### PROBLEM SET
• A. In the Gina Apostol playlist text, please list every person named in the two paragraphs she writes in her own words.
• B. Resume the Gina Apostol playlist text, starting right after its final sentence.

### TEXT SHOWN
----
Book Notes - Gina Apostol "Gun Dealers' Daughter"

In the Book Notes series, authors create and discuss a music playlist that relates in some way to their recently published book.

Previous contributors include Bret Easton Ellis, Kate Christensen, Kevin Brockmeier, George Pelecanos, Dana Spiotta, Amy Bloom, David Peace, Myla Goldberg, Heidi Julavits, Hari Kunzru, and many others.

Gina Apostol's Gun Dealers' Daughter is a striking novel that crisply examines the Philippines of the late '80s and '90s from both personal and political angles. Complex, challenging, and poetically told, Apostol has given us one of the year's most thought-provoking novels.

Publishers Weekly wrote of the book:

"Apostol (Bibliolepsy) offers an intriguing and significant view of Marcos-era Philippines in this complex and feverish novel."

Stream a Spotify playlist of these tunes. If you don't have Spotify yet, sign up for the free service.


In her own words, here is Gina Apostol's Book Notes music playlist for her novel, Gun Dealers' Daughter:


I had a hard time thinking of a playlist for Gun Dealers' Daughter because the novel was music-deaf: the novel was about words, books, graffiti. Sol, the heroine, is in love with words, using language to get hold of her elusive past. But I had forgotten a primal scene, the image that had sparked the novel—the mourning of the death of John Lennon in 1980 by young radicals in Manila. I ended up burying that scene in revision—it was too didactic. But musical trauma was, in fact, central to the novel. December 7, 1980, to be exact (December 8 in New York). When Denise, my editor, asked me to create a dateline, I realize I had framed the novel's tragedy around the date of John Lennon's death.

In a way, I wanted to capture that odd confluence of commercial veneration and commie heartache that was the weird detritus of the death of John Lennon in 1980 in Manila—that weird moment of genuine heartbreak among the commies was an emblem to me of the implausible idealism of our times.
----
### COLLECTED MATERIAL
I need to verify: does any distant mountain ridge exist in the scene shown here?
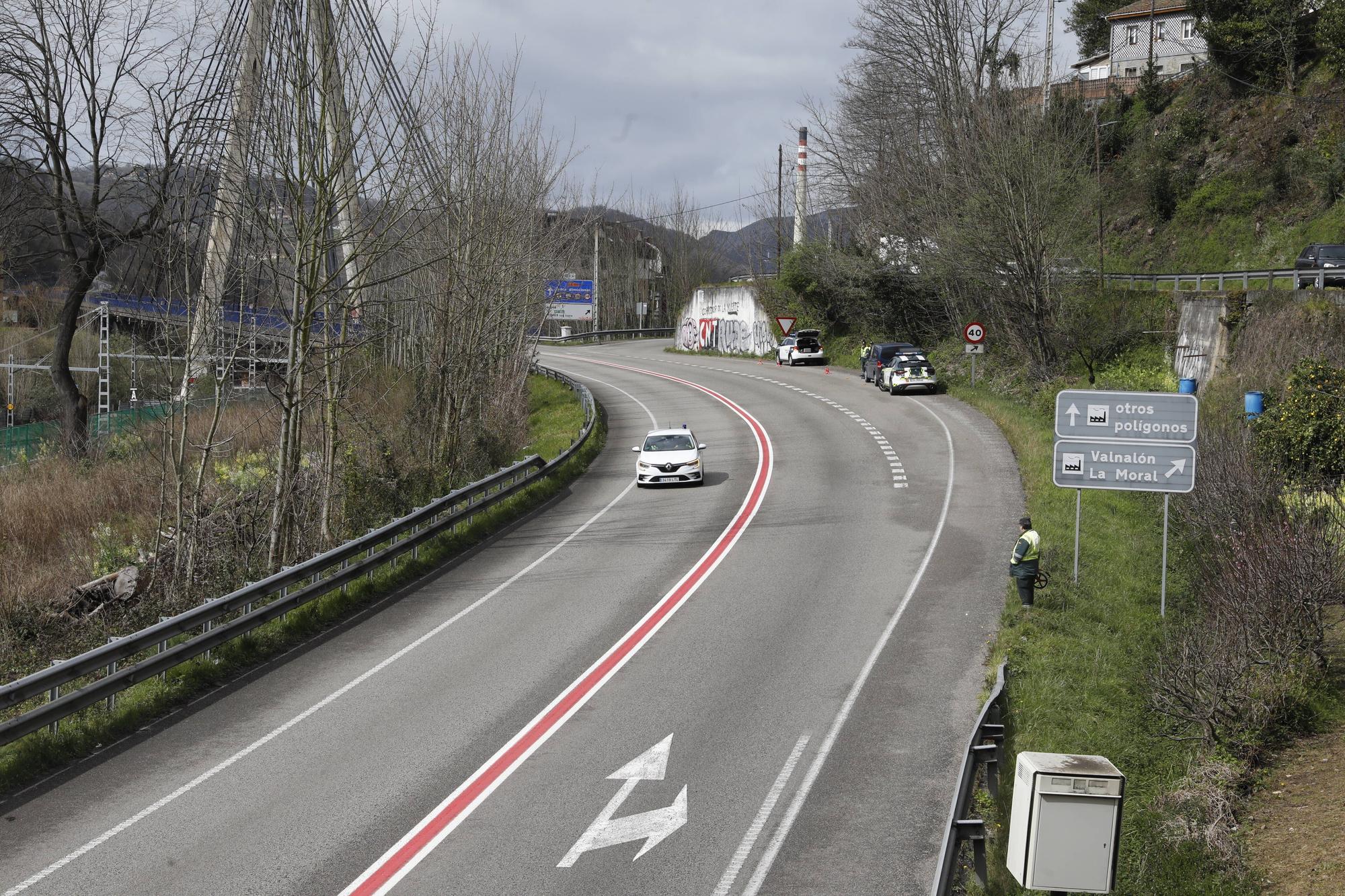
----
### TASK ANSWERS
• A. Sol, John Lennon, Denise

• B.
In Manila John Lennon's death seemed inexpressibly heartbreaking: we had no words. As I noted in my novel, even the commies cried. It was Christmas season and we, the street marchers, were back to being just middle-class kids, packing to go home for break. This girl, a rich family's daughter and random contributor to the commie cause, had a record player and played the Beatles nonstop, mourning while her maid packed her bags. Then this singing trio came to the dorm to help organize the freshmen for another of those interminable street marches, a last hurrah before break. This so-called Maoist trio, a bunch of business or econ majors, I think, sang with their single guitar, You say you want a revolution, we-ell, you know—we all want to change the world. And they were singing the song like a dirge, in tune with the singing of "Imagine" at Central Park. It was a form of grief. As if with the death of John Lennon some of their radical hopes were killed, too. And it was an odd thing for a bunch of Maoists to sing, since John Lennon, in their bible, would be a basic bourgeois vacillator and not a revolutionary. I was actually horrified by the song: don't sing that, I thought, it is asking students not to join the movement. But then, as one of my friends would say, maybe econ majors were not the type to read a song's lyrics closely. Haha. But it's precisely this fuzziness of meanings—this interplay of middle-class pop and commie fervor, business majors busking for revolt, radical idealism and youthful bourgeois attachments, scorn for materialism and love for record players—this weird panoply of desire so potent among university teenagers that I was trying to capture, too, in the novel. Or at least one of the things I was trying to capture. So the playlist for Gun Dealers' Daughter would have to be an homage to the Filipino idealists of 1980. Therefore it must include Freddie Mercury and Blondie, and Michael Jackson and John Lennon.


The Beatles, "Revolution" (1968)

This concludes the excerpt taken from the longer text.